What is expected :: Keep the pictures out of the copy and repeat the records exactly.

[start Material]

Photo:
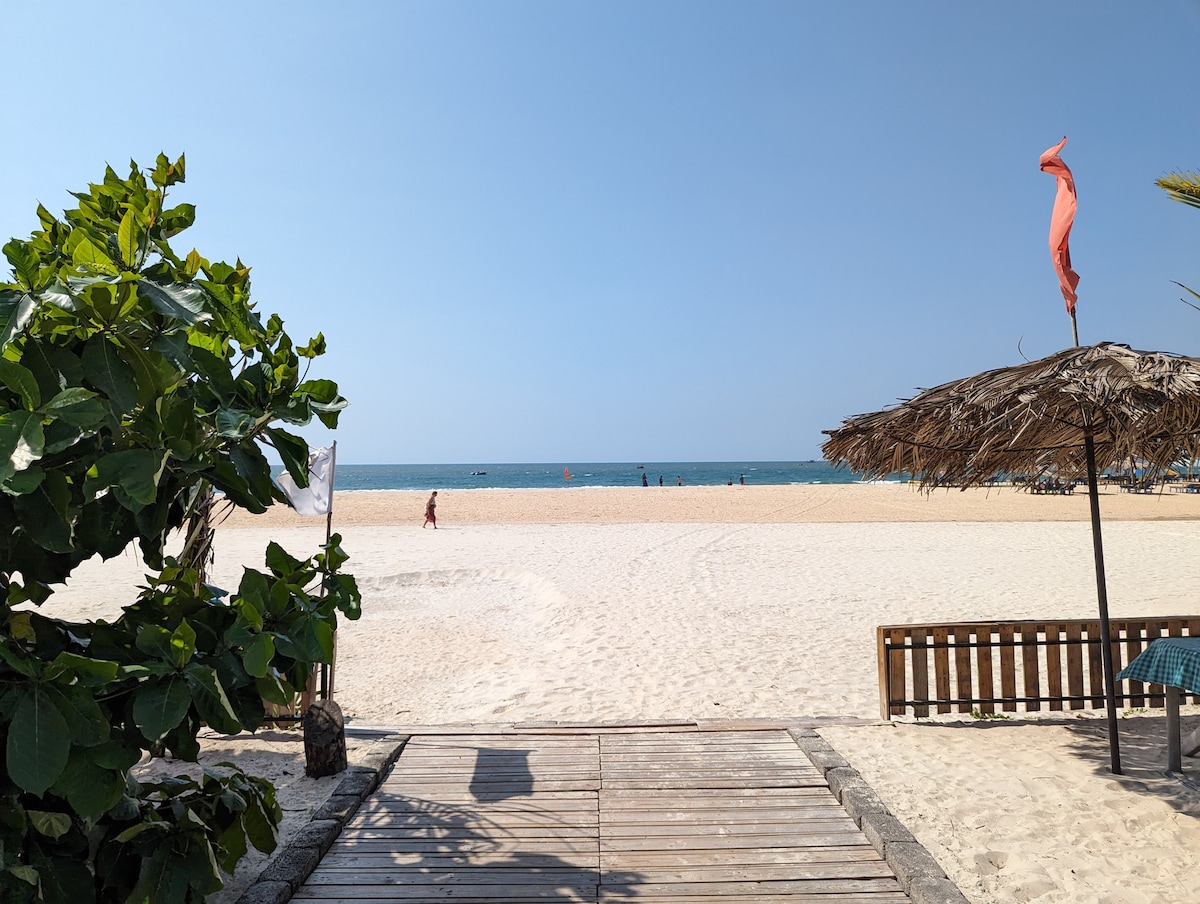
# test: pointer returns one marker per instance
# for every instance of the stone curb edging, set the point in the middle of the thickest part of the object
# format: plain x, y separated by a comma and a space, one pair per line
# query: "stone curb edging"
918, 872
289, 868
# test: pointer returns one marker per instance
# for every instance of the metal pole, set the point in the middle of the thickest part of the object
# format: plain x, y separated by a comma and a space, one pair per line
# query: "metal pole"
327, 677
1102, 593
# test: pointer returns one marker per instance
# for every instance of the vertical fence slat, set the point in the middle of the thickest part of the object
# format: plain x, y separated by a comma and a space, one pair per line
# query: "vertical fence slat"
1054, 665
919, 672
897, 669
1007, 669
1095, 665
1030, 669
1137, 630
983, 666
963, 665
942, 668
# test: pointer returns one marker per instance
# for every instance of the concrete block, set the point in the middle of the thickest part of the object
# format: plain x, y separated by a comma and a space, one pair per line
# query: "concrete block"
319, 833
843, 777
935, 891
340, 807
883, 828
911, 861
267, 893
861, 802
293, 866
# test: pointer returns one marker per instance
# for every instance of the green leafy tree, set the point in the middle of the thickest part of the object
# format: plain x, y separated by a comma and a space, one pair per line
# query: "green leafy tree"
132, 382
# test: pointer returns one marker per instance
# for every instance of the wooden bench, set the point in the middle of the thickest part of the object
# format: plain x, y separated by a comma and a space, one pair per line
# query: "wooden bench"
958, 665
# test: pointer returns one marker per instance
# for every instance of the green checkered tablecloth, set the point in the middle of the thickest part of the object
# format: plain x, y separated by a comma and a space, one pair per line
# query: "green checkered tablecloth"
1173, 662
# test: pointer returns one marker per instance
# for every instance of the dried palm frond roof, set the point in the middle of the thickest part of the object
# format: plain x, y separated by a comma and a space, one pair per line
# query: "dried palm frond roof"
1031, 419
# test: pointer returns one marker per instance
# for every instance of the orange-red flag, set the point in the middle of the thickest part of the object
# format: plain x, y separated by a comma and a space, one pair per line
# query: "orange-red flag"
1061, 220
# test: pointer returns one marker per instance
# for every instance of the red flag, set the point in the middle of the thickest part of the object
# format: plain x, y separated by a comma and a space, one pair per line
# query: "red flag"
1061, 220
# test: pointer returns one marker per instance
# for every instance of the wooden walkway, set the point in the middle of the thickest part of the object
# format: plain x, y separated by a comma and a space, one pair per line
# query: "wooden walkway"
660, 816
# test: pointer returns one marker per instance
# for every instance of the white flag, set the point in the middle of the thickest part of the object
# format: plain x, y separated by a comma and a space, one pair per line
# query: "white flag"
317, 498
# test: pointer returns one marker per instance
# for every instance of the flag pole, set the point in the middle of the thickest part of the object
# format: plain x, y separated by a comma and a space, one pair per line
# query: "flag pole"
1061, 220
327, 670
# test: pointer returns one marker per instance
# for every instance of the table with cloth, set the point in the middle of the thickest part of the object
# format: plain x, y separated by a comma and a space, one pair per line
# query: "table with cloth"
1175, 664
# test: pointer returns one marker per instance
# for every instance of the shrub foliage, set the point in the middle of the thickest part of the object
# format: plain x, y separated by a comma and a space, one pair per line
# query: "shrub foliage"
132, 382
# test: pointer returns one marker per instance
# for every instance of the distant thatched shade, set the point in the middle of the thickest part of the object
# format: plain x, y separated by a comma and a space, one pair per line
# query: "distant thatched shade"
1031, 419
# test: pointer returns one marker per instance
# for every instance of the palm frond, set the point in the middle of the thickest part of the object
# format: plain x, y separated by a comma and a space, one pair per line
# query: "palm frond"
1183, 187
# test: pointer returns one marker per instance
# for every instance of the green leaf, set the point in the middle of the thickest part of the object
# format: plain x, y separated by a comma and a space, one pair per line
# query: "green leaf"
39, 743
90, 672
22, 442
257, 657
258, 826
160, 705
107, 372
21, 381
77, 406
280, 561
52, 825
43, 512
135, 471
84, 718
184, 303
294, 453
16, 311
90, 789
24, 261
90, 257
234, 424
210, 699
130, 238
154, 641
183, 645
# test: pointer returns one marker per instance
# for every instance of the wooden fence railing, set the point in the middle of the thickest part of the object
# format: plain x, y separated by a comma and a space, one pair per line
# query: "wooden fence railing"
958, 665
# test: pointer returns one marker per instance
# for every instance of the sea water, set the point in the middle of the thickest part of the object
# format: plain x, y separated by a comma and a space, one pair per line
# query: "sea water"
481, 476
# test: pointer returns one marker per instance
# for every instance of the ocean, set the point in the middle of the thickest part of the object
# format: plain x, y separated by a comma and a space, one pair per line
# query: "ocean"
523, 477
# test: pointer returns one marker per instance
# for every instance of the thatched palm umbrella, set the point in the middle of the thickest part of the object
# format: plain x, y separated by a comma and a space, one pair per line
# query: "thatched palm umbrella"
1065, 413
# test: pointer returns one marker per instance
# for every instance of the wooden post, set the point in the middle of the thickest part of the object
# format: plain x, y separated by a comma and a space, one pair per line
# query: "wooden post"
324, 740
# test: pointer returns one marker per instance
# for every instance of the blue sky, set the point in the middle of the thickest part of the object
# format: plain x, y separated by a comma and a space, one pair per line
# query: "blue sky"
627, 231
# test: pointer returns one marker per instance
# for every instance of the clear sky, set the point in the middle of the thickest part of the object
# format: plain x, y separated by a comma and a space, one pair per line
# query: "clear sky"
616, 231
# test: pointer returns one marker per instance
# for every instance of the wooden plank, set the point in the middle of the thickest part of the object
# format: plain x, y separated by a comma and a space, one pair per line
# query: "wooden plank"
1135, 632
963, 666
919, 672
715, 842
627, 860
1054, 665
942, 668
882, 657
1075, 664
721, 818
1095, 666
1007, 666
984, 674
1031, 670
897, 669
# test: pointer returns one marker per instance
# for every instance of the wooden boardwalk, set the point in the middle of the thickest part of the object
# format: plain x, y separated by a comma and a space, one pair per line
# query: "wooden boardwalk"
685, 818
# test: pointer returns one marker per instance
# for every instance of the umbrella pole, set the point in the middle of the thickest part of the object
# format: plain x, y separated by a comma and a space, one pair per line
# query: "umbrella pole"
1102, 593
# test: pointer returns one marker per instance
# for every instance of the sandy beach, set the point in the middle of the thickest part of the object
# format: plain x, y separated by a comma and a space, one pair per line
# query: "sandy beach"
753, 602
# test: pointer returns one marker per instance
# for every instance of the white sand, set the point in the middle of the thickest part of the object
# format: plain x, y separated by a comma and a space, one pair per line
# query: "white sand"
762, 602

[end Material]

Final answer ::
Photo:
# test: pointer returns one marker per instance
# for every instance of the stone curb edging, set the point in the middle of the thickest part of the object
# format: plain x, y separated by a comma and a space, one pair per line
# query: "stone curb edging"
918, 872
289, 868
# test: pointer returns one marker per instance
# for every instance of the metal pole, set the point in the middle of the thickest part of the object
# format: plain x, y separated by a comma and a space, one pair per line
# query: "metal pole"
327, 677
1102, 593
# test: pointer returns one marker per instance
# for every instance of the vertical fence slat, set the point in the middle of the thickest part of the object
# format: plain x, y separated by a comma and a space, one pair per line
# query: "vertical fence slat"
1054, 665
919, 672
897, 669
1007, 669
1095, 665
1030, 669
1137, 630
983, 666
963, 665
942, 668
# test: pointer returns one marker per instance
# for every instance of the concrete block, set the point in the middle of the thickest part of the object
# format: plain x, y separated by a comma and a space, one pair per line
# query: "concrete block"
319, 833
843, 777
935, 891
340, 807
883, 828
911, 861
267, 893
861, 802
293, 866
# test: pointer returns one marker per instance
# for every instance of the green leafy tree, set the point in the middle of the thickest part of the object
# format: plain x, y separated by a comma and a space, one pair per line
# query: "green leafy tree"
132, 382
# test: pointer returns one marker per instance
# for every instance of the wooden bench, set the point in the middle of the thickest part of the object
# format: plain x, y separated by a comma and a space, one pair per line
# query: "wooden bench"
958, 665
# test: pointer returns one marker per instance
# for every instance of the green checkered tablecloth, set the point in the middle of the thickest part of the object
# format: plain x, y separated by a comma and a space, one pair per line
# query: "green checkered tablecloth"
1173, 662
# test: pointer returns one marker per instance
# for every instance of the dried palm frond roof, set the point in the middle of the thickest part of the object
# format: plain x, y separated by a comma and a space, one pair per line
# query: "dried palm frond roof"
1031, 419
# test: pointer returns one marker per instance
# for every instance of the orange-red flag, set the point in the middle of the thickest part of the object
# format: plain x, y separated by a comma and a space, one pair per line
# query: "orange-red flag"
1061, 220
# test: pointer returns one marker per instance
# for every instance of the red flag, set the point in the middle of the thickest part of the object
# format: plain x, y separated by a comma and a space, one pair per line
# query: "red flag"
1061, 220
# test: pointer returns one marker per instance
# for every instance of the wooden walkway, set the point in the middle of the thickest part of the object
# format: plain x, y separated by a comma and a space, one pair per line
# query: "wooden walkway"
660, 816
# test: pointer returns one marker per instance
# for every instance of the white flag, set the point in the middle of the thickest part of the object
# format: plain x, y separated by a comma and a space, one pair per line
# query: "white flag"
317, 498
# test: pointer returns one marker per instance
# for every instance of the flag pole, set the point in the middle of the thickest part of the object
# format: plain x, y separated by a comma and a space, one pair per line
# query: "flag pole"
1061, 220
327, 670
# test: pointer returns one marker per instance
# for every instance of the table with cloth, set the point in the middle of the thickest part of the object
# format: plain x, y separated by a comma and a space, one pair per line
# query: "table with cloth"
1175, 664
# test: pointer returns one marker per instance
# for every instance of the shrub foliage, set the point in the middle of the thickest part of the object
# format: plain x, y separated by a comma and a space, one pair per line
# query: "shrub foliage"
132, 382
# test: pointer returns one marker per instance
# for every instance of the distant thatched shade, set the point in the middle of the thickest part of the object
# format: plain x, y separated by a comma and a space, one pair per line
# query: "distant thatched shade"
1031, 419
# test: pointer returns one marker per instance
# for every instance of the palm frond, set the point in the middle of the thickest part of the object
# format: plain x, y separated by a comma and a space, one pair per line
# query: "palm frond"
1183, 187
# test: pointer returns one marker per instance
# for every instance of the green leaf, set the point in the middle of the thickest part of the object
# format: plain x, y separated by a comma and a space, one pair per line
# query: "green leaf"
39, 743
90, 672
22, 442
257, 657
258, 826
160, 705
107, 372
21, 381
77, 406
280, 561
52, 825
43, 512
135, 471
84, 718
184, 303
294, 453
16, 311
90, 789
24, 261
90, 257
234, 424
210, 699
130, 238
154, 641
183, 645
# test: pointer returns one marker per instance
# for every instance of the wooden fence railing, set the point in the middle of the thickest part of the object
# format: plain x, y separated by a comma and a space, one pair per line
# query: "wooden fence railing"
958, 665
# test: pointer returns one marker per instance
# for every instance of the sea water, set the point in the middle of the thickest part of the object
# format: plain x, y separated by a comma and a space, one pair per line
# query: "sea water"
481, 476
# test: pointer returns one marker per instance
# for every instance of the ocean, set the point in the middle of the thickest part of the object
# format: plain x, y separated by a comma and a space, one pair per line
# query: "ocean"
523, 477
# test: pointer returns one marker per instance
# for every instance of the thatched palm umbrella, set the point in the middle of the thickest part of the object
# format: plain x, y separated by a comma and a space, one pair per line
# query: "thatched palm umbrella"
1065, 413
# test: pointer returns one marker per instance
# for every instance of the wooden post, set the point in the middle of the thickest part of the object
# format: plain x, y separated by a comma and a space, one pair per line
# query: "wooden post"
324, 740
# test: pointer returns one marker per instance
# for every instance of the blue sky, set the point in the middle of the thickest part of the object
# format: plain x, y separated by a comma and a space, one pair per line
# query: "blue sky"
627, 231
# test: pointer returns one marker per instance
# for every instance of the clear sky, set the point in the middle of the thickest part of the object
# format: plain x, y separated by a comma and a space, one pair per line
# query: "clear sky"
616, 231
# test: pointer returns one marker per instance
# for every instance of the wooden plank, set the point in the middle of the thickest part of the object
# format: plain x, y separated by a comma and a space, one pair per line
# query: "wooden plank"
1135, 632
963, 666
919, 672
715, 842
627, 860
1054, 665
942, 668
882, 657
1075, 664
721, 818
1095, 666
1007, 666
984, 674
1031, 670
897, 669
# test: pointer returns one marker per instance
# for every instance of the wooden boardwalk, set the point in the middle of the thickest part of the object
# format: plain x, y separated by a comma and a space, one pair per line
# query: "wooden boardwalk"
685, 818
# test: pointer returns one marker per instance
# for every instance of the umbrella pole, set the point in the middle of the thickest part of the object
# format: plain x, y separated by a comma and a space, one pair per line
# query: "umbrella pole"
1102, 593
# test: pointer returns one marker per instance
# for every instance of the sandy beach, set the point in the middle of the thickest part of the object
# format: plain x, y separated by a comma and a space, one pair per line
# query: "sandy beach"
753, 602
# test: pointer returns one marker per instance
# for every instance of the white sand, set the point in the middle of the thickest part of the object
# format: plain x, y separated by a comma and a space, one pair per line
# query: "white sand"
762, 602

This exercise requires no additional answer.